= Beginning of Section =
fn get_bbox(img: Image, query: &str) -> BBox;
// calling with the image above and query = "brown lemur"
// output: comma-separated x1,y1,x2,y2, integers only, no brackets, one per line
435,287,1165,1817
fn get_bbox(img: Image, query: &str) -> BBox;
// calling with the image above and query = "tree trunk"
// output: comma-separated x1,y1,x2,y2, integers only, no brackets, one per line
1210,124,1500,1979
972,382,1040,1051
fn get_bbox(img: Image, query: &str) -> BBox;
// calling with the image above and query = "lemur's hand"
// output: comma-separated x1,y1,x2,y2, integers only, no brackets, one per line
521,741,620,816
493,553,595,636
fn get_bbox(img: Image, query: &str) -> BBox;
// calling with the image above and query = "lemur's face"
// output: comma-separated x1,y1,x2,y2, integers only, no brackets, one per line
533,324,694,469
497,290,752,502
= End of Section =
» EXERCISE GOAL: Return the entries above in full and exactly as written.

» OUTPUT BELOW:
fn get_bbox(img: Image, query: &str) -> BBox;
// calling with the image above and query = "brown lemur"
// output: comma-separated x1,y1,x2,y2, integers only, no brackets, one per line
435,287,1165,1817
fn get_bbox(img: Image, query: &str) -> BBox;
// calling with the image above and query = "tree trunk"
// output: comma-separated x1,y1,x2,y2, integers only, no brackets, one per line
1210,124,1500,1979
972,382,1040,1051
fn get_bbox(img: Image, query: &str) -> BBox;
// calling with the image above and query = "lemur's hand"
// output: comma-separated x1,y1,x2,y2, integers only, no brackets, one per line
521,741,620,816
493,553,595,636
fn get_bbox(img: Image, query: &str) -> BBox;
// calling with the image above and query = "lemur's face"
// output: comma-separated x1,y1,x2,y2, integers only, no brackets, one per line
533,324,694,469
497,290,752,502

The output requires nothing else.